◆ **Material for this task**
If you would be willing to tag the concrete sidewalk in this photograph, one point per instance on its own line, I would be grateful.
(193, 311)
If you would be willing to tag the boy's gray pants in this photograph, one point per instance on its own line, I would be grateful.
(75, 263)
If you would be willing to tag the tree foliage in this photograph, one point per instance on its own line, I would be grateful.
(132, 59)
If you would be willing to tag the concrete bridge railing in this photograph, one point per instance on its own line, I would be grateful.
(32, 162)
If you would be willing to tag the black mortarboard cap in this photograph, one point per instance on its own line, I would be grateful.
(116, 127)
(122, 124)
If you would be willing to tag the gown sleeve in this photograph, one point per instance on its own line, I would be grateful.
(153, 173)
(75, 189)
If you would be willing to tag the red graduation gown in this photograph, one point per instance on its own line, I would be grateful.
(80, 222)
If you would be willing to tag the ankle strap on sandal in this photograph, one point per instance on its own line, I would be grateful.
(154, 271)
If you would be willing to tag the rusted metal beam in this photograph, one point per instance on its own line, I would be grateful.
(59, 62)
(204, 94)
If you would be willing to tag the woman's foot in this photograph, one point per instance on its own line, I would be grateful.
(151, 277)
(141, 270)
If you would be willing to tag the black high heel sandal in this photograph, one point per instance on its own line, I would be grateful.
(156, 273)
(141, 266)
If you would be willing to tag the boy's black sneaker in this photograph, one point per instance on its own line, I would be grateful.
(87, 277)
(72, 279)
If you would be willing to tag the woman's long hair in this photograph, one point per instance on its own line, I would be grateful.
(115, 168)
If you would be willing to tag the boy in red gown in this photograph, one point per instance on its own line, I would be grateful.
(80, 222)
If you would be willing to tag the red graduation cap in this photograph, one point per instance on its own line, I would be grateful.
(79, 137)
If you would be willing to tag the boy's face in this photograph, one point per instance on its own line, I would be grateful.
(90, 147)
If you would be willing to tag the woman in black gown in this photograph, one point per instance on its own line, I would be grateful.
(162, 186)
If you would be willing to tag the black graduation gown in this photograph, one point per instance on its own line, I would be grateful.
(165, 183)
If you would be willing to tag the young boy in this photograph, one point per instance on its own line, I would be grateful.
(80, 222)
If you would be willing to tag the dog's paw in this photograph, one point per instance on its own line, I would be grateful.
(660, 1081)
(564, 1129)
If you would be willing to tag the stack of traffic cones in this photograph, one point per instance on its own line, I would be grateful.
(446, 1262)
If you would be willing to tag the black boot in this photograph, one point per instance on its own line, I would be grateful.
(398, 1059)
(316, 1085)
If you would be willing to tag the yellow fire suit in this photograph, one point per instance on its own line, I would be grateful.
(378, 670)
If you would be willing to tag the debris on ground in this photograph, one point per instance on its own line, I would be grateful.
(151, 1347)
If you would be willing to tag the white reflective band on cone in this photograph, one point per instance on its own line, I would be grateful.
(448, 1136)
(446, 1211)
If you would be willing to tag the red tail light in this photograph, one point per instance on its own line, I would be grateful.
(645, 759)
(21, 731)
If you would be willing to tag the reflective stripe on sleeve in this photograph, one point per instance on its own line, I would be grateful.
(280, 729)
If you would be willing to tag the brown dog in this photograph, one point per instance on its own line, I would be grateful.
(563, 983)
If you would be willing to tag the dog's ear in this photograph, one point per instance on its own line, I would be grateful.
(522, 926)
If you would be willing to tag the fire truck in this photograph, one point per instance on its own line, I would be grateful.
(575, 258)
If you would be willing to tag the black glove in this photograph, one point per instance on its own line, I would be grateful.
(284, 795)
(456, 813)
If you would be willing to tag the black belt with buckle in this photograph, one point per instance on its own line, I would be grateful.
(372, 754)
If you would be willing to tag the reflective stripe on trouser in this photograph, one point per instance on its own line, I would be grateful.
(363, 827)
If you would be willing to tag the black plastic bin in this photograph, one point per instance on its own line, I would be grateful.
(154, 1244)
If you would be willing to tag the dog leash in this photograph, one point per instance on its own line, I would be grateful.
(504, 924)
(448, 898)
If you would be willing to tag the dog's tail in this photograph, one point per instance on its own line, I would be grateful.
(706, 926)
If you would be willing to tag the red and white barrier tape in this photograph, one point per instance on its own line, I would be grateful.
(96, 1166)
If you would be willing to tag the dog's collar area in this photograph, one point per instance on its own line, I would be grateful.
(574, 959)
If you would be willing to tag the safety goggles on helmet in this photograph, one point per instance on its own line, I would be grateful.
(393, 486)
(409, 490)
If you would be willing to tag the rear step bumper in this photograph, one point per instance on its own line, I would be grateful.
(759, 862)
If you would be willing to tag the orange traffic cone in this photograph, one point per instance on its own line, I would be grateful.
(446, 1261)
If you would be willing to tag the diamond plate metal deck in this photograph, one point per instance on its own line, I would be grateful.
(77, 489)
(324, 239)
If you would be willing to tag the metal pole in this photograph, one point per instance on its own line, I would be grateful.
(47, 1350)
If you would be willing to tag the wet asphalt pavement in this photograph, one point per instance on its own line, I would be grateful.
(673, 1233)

◆ **Written task**
Can you rewrite every one of the rows above as a numbered list, leaving out any blank lines?

◆ **Exercise output**
1. If you would be willing to tag the concrete sidewalk in this photograph, one point per instance on its own line, I would be grateful.
2. (193, 311)
3. If you would be willing to tag the boy's gray pants in this photograph, one point per instance on its own line, I would be grateful.
4. (75, 263)
5. If you would be willing to tag the tree foliage in this photograph, one point per instance on its own line, I would be grateful.
6. (132, 59)
7. If you would be willing to tag the concrete bridge railing in this photograph, one point per instance on its own line, I would be grateful.
8. (32, 162)
9. If you would be willing to tag the black mortarboard cap in this photograph, one point per instance on its own line, I would be grateful.
10. (116, 127)
11. (122, 124)
12. If you would be willing to tag the gown sleeve in this photograph, one point per instance on its own line, I would be grateful.
13. (153, 173)
14. (75, 189)
15. If you would be willing to tag the red graduation gown in this photograph, one point per instance on its own line, I would be grateful.
16. (80, 222)
17. If you would be willing to tag the ankle strap on sandal in this photograph, one point per instance on its own line, I would be grateful.
18. (154, 271)
19. If you would be willing to tag the rusted metal beam in this photograph, one point per instance on its own line, I would be grateful.
20. (59, 62)
21. (204, 94)
22. If you would be willing to tag the woman's foot in this photograph, one point per instance on its own line, I would be grateful.
23. (151, 277)
24. (141, 270)
25. If you would be willing to tag the black high heel sandal in this photograph, one point per instance on its own line, I would be grateful.
26. (156, 273)
27. (141, 266)
28. If you would be willing to tag the boy's black sneaker in this photograph, one point per instance on its own line, I would be grateful.
29. (87, 277)
30. (72, 279)
31. If you would be willing to tag the woman's long hair in this photograph, one point per instance on its own line, I would be grateful.
32. (115, 168)
33. If you would be willing to tag the boy in red gown in this photograph, one point per instance on its own line, I would be grateful.
34. (80, 222)
35. If you would be willing to tag the red graduation cap in this photograph, one point per instance on its own line, I would be grateful.
36. (79, 137)
37. If you would be willing to tag the boy's face in this photograph, one point per instance on its own line, I would be grateful.
38. (90, 147)
39. If you would be willing to tag the woman in black gown in this photograph, one point per instance on its own line, I would be grateful.
40. (162, 186)
41. If you would be willing to tag the black graduation gown in this photograph, one point per instance on its own line, I would be grateful.
42. (165, 183)
43. If you would be willing to tag the young boy in this photograph, one point per instance on its own line, I would be grateful.
44. (80, 222)
45. If you would be willing to tag the dog's paw in this photograph, one point per instance on its own line, I would be grateful.
46. (660, 1081)
47. (564, 1129)
48. If you would be willing to tag the stack of traffic cones in this photograph, one point per instance on its own line, I would be grateful.
49. (446, 1262)
50. If you would be willing to tag the black boot in this photograph, one point per instance on its own line, I would be grateful.
51. (398, 1059)
52. (316, 1085)
53. If you would be willing to tag the yellow fire suit in this photograph, one point per instance on its own line, I would be grateful.
54. (378, 670)
55. If you would be willing to tag the debris on ground in this photograph, one point per instance on its own line, I would be grateful.
56. (151, 1347)
57. If you would be willing to tag the white reflective band on cone in this photograph, one point per instance on its own line, I would be grateful.
58. (448, 1136)
59. (446, 1211)
60. If you would be willing to tag the red tail light in this photograph, one point per instance on its own line, I would be grateful.
61. (645, 759)
62. (21, 731)
63. If you would be willing to tag the reflective stripe on sleeve in this photograph, one point per instance on its own line, I would be grateful.
64. (280, 729)
65. If you would be willing to tag the brown dog in this photograph, one point per instance on its own line, I would be grateful.
66. (563, 983)
67. If you would be willing to tag the dog's ear in this photograph, one point per instance on its own line, I would be grateful.
68. (522, 926)
69. If you would be willing to tag the fire truck in this photograph, one point per instance on its own line, I would be grateful.
70. (575, 258)
71. If you would be willing to tag the black glove in this photograph, one point per instance on its own line, I would be grateful.
72. (284, 795)
73. (456, 813)
74. If you would be willing to tag the black belt with buckle in this photograph, one point per instance on its own line, I would be grateful.
75. (372, 754)
76. If you would be willing to tag the reflective stripe on trouser in this photograph, one point per instance on its own line, I would be grateful.
77. (363, 827)
78. If you would be willing to tag the black plastic bin in this photograph, one point per instance on its own line, I would be grateful.
79. (154, 1244)
80. If you would be willing to tag the dog leash in this photograph, one point per instance on its own line, I would be grateful.
81. (504, 924)
82. (448, 898)
83. If you would be willing to tag the dog's tail in this photograph, one point per instance on its own line, I would be grateful.
84. (706, 926)
85. If you would be willing to tag the red and white barrier tape in this photograph, one point per instance on its own line, I would be grateful.
86. (96, 1166)
87. If you would be willing to tag the dog's collar area in this photograph, one point per instance on its own line, I would be grateful.
88. (574, 959)
89. If you would be willing to tag the safety goggles on helmet in this photograph, one point per instance on its own line, I would be grateful.
90. (393, 486)
91. (409, 490)
92. If you would be willing to tag the rear step bumper in this photograph, one point per instance on its own line, I would be grateful.
93. (759, 862)
94. If you would be willing to tag the orange traffic cone in this photograph, one point per instance on its own line, I would be grateful.
95. (446, 1261)
96. If you would be willing to tag the diamond plate metal deck in this photograph, one point per instance on its own line, I would be grateful.
97. (77, 489)
98. (324, 239)
99. If you would be willing to tag the metal pole in this photograph, one point per instance on its own line, I would be grateful.
100. (47, 1350)
101. If you would be willing to tag the wet asphalt pavement in this photograph, one point per instance on its own line, I would be grateful.
102. (673, 1233)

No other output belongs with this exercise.